Items from a data source =>
* * *

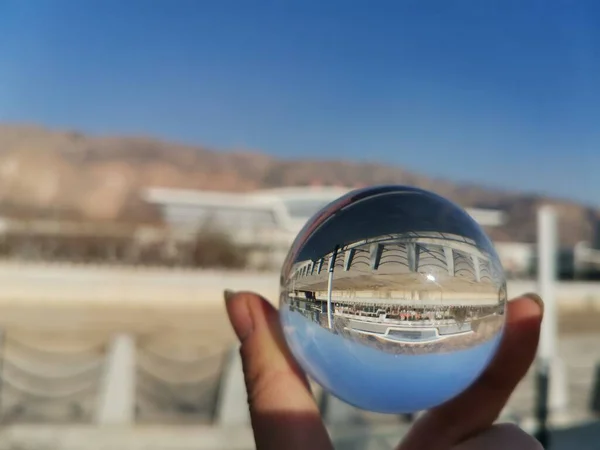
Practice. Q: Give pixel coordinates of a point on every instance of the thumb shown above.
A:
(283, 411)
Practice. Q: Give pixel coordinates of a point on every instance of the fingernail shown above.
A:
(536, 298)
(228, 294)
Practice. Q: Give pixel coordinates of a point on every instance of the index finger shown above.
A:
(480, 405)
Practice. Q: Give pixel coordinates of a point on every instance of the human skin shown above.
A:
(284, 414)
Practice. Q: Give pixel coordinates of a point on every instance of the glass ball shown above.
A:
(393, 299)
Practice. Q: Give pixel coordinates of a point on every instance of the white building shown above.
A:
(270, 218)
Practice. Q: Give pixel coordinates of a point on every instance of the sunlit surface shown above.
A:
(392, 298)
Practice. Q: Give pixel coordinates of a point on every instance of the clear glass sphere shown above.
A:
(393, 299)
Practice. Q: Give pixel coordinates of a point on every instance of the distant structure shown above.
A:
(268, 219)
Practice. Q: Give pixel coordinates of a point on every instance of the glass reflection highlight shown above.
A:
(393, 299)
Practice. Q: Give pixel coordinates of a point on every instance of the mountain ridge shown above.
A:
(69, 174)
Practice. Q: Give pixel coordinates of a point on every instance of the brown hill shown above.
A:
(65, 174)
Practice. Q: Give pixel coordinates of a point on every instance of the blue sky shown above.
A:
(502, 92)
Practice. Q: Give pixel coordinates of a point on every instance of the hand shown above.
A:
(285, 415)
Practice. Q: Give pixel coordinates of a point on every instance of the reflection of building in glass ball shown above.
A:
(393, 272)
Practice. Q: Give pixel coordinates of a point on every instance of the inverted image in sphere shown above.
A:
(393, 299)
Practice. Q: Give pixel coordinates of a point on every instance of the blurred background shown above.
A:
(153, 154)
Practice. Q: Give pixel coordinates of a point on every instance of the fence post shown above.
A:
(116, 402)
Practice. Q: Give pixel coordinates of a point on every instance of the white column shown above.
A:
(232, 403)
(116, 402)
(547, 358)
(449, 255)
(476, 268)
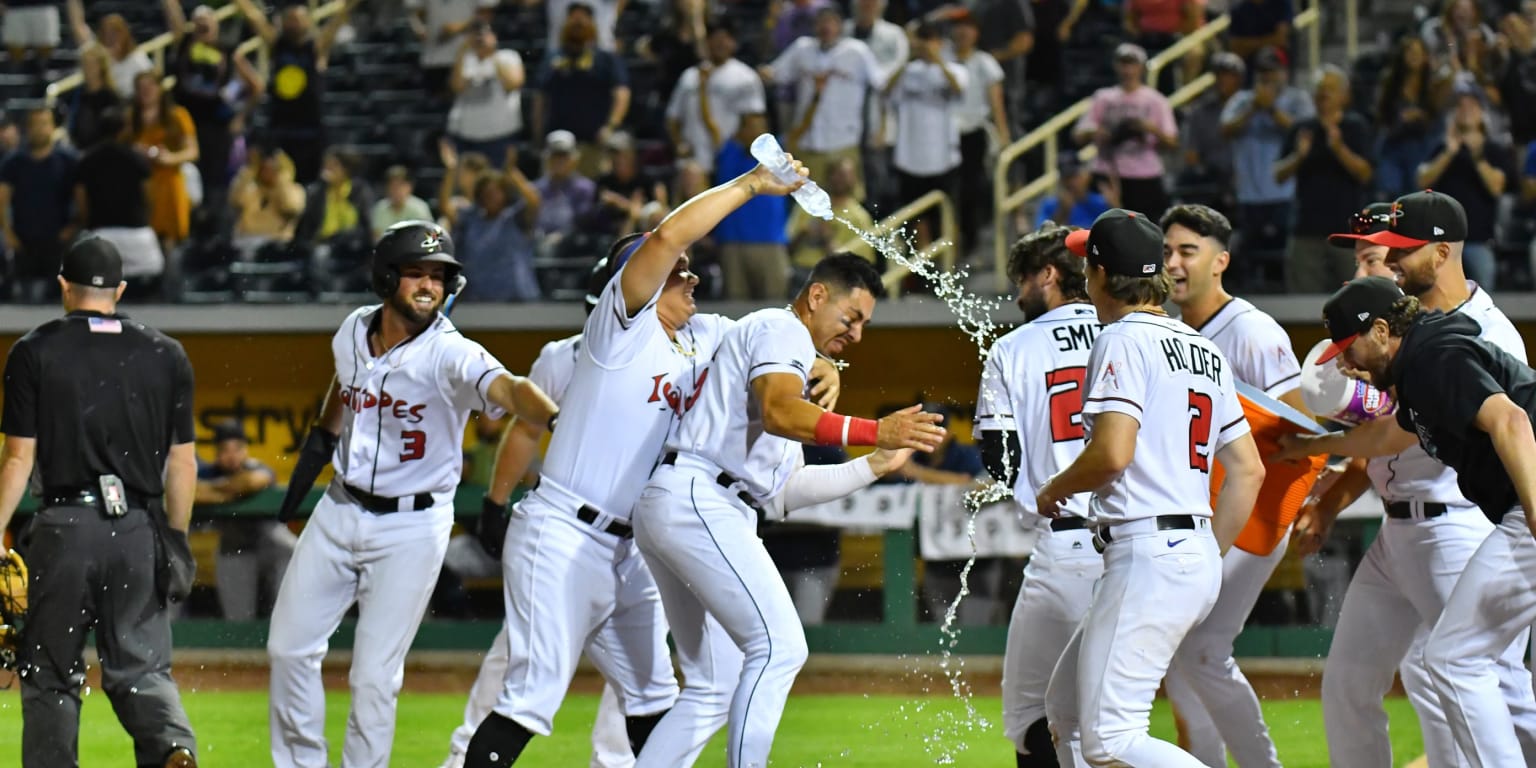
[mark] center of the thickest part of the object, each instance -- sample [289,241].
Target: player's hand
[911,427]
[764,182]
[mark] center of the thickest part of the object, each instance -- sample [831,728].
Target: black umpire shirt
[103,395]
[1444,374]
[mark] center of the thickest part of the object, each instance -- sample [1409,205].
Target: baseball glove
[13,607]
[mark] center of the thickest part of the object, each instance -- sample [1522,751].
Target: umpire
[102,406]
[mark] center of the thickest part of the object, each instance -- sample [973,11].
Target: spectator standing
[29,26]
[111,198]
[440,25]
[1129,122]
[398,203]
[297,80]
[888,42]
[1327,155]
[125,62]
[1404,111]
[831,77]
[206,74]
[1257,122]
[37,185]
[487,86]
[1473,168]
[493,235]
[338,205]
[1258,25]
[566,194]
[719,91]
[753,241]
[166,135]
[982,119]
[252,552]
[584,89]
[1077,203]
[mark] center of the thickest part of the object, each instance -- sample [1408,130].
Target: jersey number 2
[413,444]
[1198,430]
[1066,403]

* * *

Reproduce the material from the line containing "in glass ball shown above." through the end of the material, requests included, increasing every coordinate in the answers by 66 while leaving the requests and their sample coordinates unchanged. Omit the pictures from your answer.

Practice. Q: Give pixel coordinates of a point on every instance of the reflection of building in glass ball shown above.
A:
(459, 338)
Practice. Q: Give pixel coordinates of a point on every instance of the inverted image in sphere shown above.
A:
(459, 365)
Practice. Q: Give pixel coordinates of a point on every instance of the blurred background shown above.
A:
(219, 220)
Practice. Q: Give pixel coordinates of a point on every instance of the fence post shown above.
A:
(182, 468)
Practice. Q: Give pixel coordinates of a point on every instance of the white column shown above.
A:
(298, 469)
(182, 468)
(613, 424)
(515, 321)
(542, 334)
[mark] center of the thickest part of the object, each instance -- sample [289,241].
Target: player's hand
[977,493]
[830,248]
[mark] center of the thickest part of the object, each instance -- sample [831,728].
Target: black umpire shirt
[169,461]
[1510,440]
[mark] center of the thickest part of the object, each instance -- sample [1409,205].
Target: baseball glove
[79,673]
[mark] center of the thickest part of the object, each instance -- sample [1522,751].
Target: umpire
[168,472]
[mark] center of the thickest part of the object, each instance -- sample [973,11].
Target: spectator standing
[95,92]
[177,264]
[506,91]
[1195,188]
[464,269]
[363,146]
[954,108]
[1393,221]
[191,128]
[1470,177]
[897,143]
[272,140]
[1323,188]
[103,251]
[553,152]
[1539,234]
[559,301]
[404,271]
[1324,91]
[632,260]
[785,157]
[819,307]
[232,201]
[1048,185]
[318,618]
[650,155]
[1143,269]
[mark] center of the thickest part of the object, each instance -- sample [1408,130].
Target: jersey number 2
[479,510]
[1264,496]
[1132,469]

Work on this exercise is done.